Lerntext -

Breitet sich die Krätzmilbe aus?
Ärzte verordnen immer häufiger Medikamente gegen die Infektion. Wie sich die Erkrankung überträgt und wie sie zu behandeln ist
„Wie diese Schwankungen zu bewerten sind, ist unklar“, sagt der Wissenschaftler. Möglicherweise tritt die Infektion in Zyklen auf. Eindeutig ist für Aebischer jedenfalls: „An der Behauptung, dass Geflüchtete die Milben eingeschleppt hätten, ist nichts dran. Skabies hat es in Deutschland immer gegeben.“
Aus Flüchtlingsunterkünften werden aber öfters Fälle gemeldet: Wenn Menschen auf engstem Raum zusammenleben, ist das für die Parasiten ideal. Sie verbreiten sich nämlich über intensiven Hautkontakt, also beim gemeinsamen Spielen, Kuscheln oder beim Sex. Dann haben die winzigen Milben, die mit bloßem Auge kaum sichtbar sind, Gelegenheit, sich einen neuen Wirt zu suchen. Die Parasiten graben sich in die obere Hautschicht ein und leben dort vier bis acht Wochen. Währenddessen legen sie in den Hautgängen Eier und Kot ab. Dieser löst in der Regel eine Abwehrreaktion des Immunsystems aus, die mit Juckreiz verbunden ist. Hat man sich zum ersten Mal infiziert, dauert es zwei bis fünf Wochen, bis sich solche Anzeichen zeigen. In dieser Zeit kann man unbemerkt weitere Menschen anstecken. Auch deshalb ist es schwer, einen Krätze-Ausbruch in den Griff zu bekommen. Besonders vorsichtig muss man sein, wenn jemand an Borkenkrätze erkrankt ist: Diese Skabies-Form, die sich bei Menschen mit einer Immunschwäche entwickeln kann, ist besonders ansteckend, da extrem viele Milben auf der Haut leben.

Über diese Übung -
Gib den Text über die Krätzmilbe vollständig und unverändert aus. Das Material stammt aus einer anderen Quelle.

Extrahierte Daten -
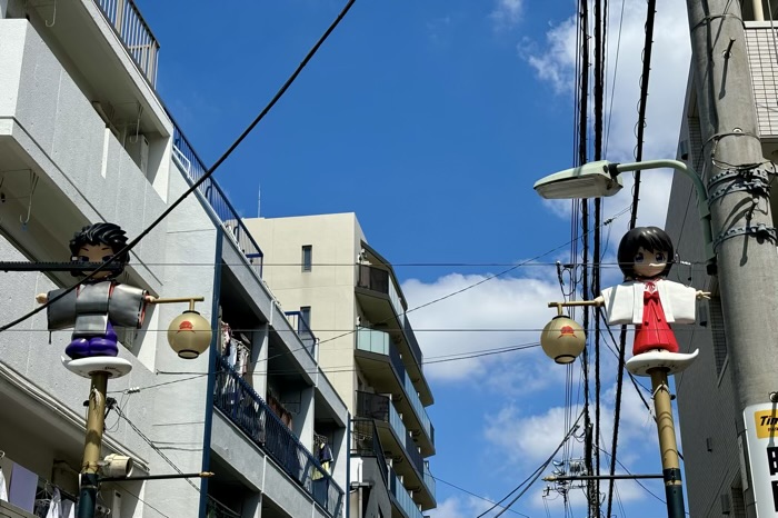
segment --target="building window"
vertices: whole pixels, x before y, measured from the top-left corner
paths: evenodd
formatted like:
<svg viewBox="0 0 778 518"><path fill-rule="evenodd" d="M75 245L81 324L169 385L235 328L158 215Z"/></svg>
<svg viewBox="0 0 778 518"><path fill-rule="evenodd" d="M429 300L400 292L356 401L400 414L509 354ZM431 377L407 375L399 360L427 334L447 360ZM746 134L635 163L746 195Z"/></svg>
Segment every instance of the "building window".
<svg viewBox="0 0 778 518"><path fill-rule="evenodd" d="M313 247L311 245L302 246L302 271L311 271L313 268Z"/></svg>
<svg viewBox="0 0 778 518"><path fill-rule="evenodd" d="M306 322L306 326L310 329L311 327L311 307L310 306L302 306L300 308L300 320Z"/></svg>

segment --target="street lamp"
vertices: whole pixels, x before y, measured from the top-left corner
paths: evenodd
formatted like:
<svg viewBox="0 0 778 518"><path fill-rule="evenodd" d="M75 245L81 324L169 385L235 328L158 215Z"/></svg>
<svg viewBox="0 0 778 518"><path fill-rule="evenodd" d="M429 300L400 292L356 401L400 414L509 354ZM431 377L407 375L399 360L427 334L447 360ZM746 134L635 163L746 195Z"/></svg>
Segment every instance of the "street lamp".
<svg viewBox="0 0 778 518"><path fill-rule="evenodd" d="M714 252L712 232L710 230L710 209L708 191L697 172L678 160L645 160L642 162L617 163L608 160L585 163L541 178L535 182L535 190L549 200L600 198L614 196L621 190L621 173L647 169L671 168L686 175L697 191L697 210L702 226L705 259L708 275L716 273L716 255Z"/></svg>
<svg viewBox="0 0 778 518"><path fill-rule="evenodd" d="M647 160L644 162L611 163L607 160L601 160L549 175L535 182L535 190L547 199L612 196L621 189L620 175L622 172L658 168L672 168L681 171L689 177L695 185L697 191L697 208L700 215L702 237L705 240L707 271L709 275L715 273L716 256L711 239L708 192L699 176L684 162L677 160ZM604 301L549 302L549 307L557 307L561 315L561 308L563 306L591 306L592 303L600 306ZM543 347L543 349L546 348ZM639 356L645 357L646 361L634 362L635 365L631 366L632 368L630 368L628 362L628 368L634 375L649 376L651 378L668 517L681 518L686 515L684 508L684 486L680 477L680 465L678 461L678 449L672 422L671 396L668 382L668 375L675 373L675 371L679 369L674 370L672 365L668 367L661 359L655 358L654 356L656 355L654 352L649 351ZM694 358L690 360L694 360Z"/></svg>

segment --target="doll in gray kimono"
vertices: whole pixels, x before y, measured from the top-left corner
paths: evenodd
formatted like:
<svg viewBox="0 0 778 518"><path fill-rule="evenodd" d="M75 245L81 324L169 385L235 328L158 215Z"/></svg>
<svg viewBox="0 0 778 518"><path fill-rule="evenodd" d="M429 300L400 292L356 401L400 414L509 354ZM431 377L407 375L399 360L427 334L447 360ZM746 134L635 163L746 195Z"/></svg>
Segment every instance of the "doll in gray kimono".
<svg viewBox="0 0 778 518"><path fill-rule="evenodd" d="M118 225L90 225L76 232L70 241L71 260L104 262L126 245L127 236ZM116 259L122 267L128 261L127 252ZM117 356L114 327L142 326L146 305L154 299L143 289L117 282L116 277L121 271L100 271L47 308L50 331L73 328L71 341L64 349L71 359ZM63 291L39 293L36 300L46 303Z"/></svg>

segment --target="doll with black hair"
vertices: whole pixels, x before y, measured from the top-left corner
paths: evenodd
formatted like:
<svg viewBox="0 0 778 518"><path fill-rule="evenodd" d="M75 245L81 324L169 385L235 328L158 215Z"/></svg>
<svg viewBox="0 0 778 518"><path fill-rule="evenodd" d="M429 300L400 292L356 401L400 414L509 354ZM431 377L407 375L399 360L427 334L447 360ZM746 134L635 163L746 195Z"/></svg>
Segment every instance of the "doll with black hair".
<svg viewBox="0 0 778 518"><path fill-rule="evenodd" d="M596 300L605 306L609 325L635 325L634 355L666 351L680 355L670 323L694 323L697 299L710 293L667 280L672 267L670 237L657 227L638 227L619 243L619 268L625 282L602 290ZM694 359L696 352L690 356ZM676 359L682 360L677 357Z"/></svg>
<svg viewBox="0 0 778 518"><path fill-rule="evenodd" d="M76 262L106 262L127 245L124 231L114 223L94 223L76 232L70 241L71 260ZM73 328L71 341L64 352L72 359L119 353L114 327L140 328L146 305L154 298L143 289L117 282L129 255L114 259L122 266L117 270L104 270L84 280L76 290L53 300L66 291L58 289L39 293L36 300L53 302L48 309L49 330ZM74 276L80 273L73 272Z"/></svg>

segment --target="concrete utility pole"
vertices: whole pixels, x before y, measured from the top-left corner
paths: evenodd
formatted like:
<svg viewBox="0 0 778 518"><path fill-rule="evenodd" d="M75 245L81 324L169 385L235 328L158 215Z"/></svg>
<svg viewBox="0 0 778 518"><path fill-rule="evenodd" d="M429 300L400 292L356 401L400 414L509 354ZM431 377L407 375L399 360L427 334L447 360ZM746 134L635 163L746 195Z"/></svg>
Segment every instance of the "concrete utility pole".
<svg viewBox="0 0 778 518"><path fill-rule="evenodd" d="M768 168L740 2L687 0L687 9L730 372L736 408L747 415L778 389L778 253ZM752 427L748 421L738 419L740 436ZM749 516L758 495L756 487L747 494Z"/></svg>

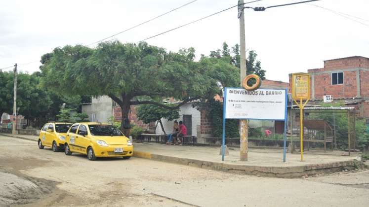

Lösung unten -
Breitet sich die Krätzmilbe aus?
Ärzte verordnen immer häufiger Medikamente gegen die Infektion. Wie sich die Erkrankung überträgt und wie sie zu behandeln ist
„Wie diese Schwankungen zu bewerten sind, ist unklar“, sagt der Wissenschaftler. Möglicherweise tritt die Infektion in Zyklen auf. Eindeutig ist für Aebischer jedenfalls: „An der Behauptung, dass Geflüchtete die Milben eingeschleppt hätten, ist nichts dran. Skabies hat es in Deutschland immer gegeben.“
Aus Flüchtlingsunterkünften werden aber öfters Fälle gemeldet: Wenn Menschen auf engstem Raum zusammenleben, ist das für die Parasiten ideal. Sie verbreiten sich nämlich über intensiven Hautkontakt, also beim gemeinsamen Spielen, Kuscheln oder beim Sex. Dann haben die winzigen Milben, die mit bloßem Auge kaum sichtbar sind, Gelegenheit, sich einen neuen Wirt zu suchen. Die Parasiten graben sich in die obere Hautschicht ein und leben dort vier bis acht Wochen. Währenddessen legen sie in den Hautgängen Eier und Kot ab. Dieser löst in der Regel eine Abwehrreaktion des Immunsystems aus, die mit Juckreiz verbunden ist. Hat man sich zum ersten Mal infiziert, dauert es zwei bis fünf Wochen, bis sich solche Anzeichen zeigen. In dieser Zeit kann man unbemerkt weitere Menschen anstecken. Auch deshalb ist es schwer, einen Krätze-Ausbruch in den Griff zu bekommen. Besonders vorsichtig muss man sein, wenn jemand an Borkenkrätze erkrankt ist: Diese Skabies-Form, die sich bei Menschen mit einer Immunschwäche entwickeln kann, ist besonders ansteckend, da extrem viele Milben auf der Haut leben.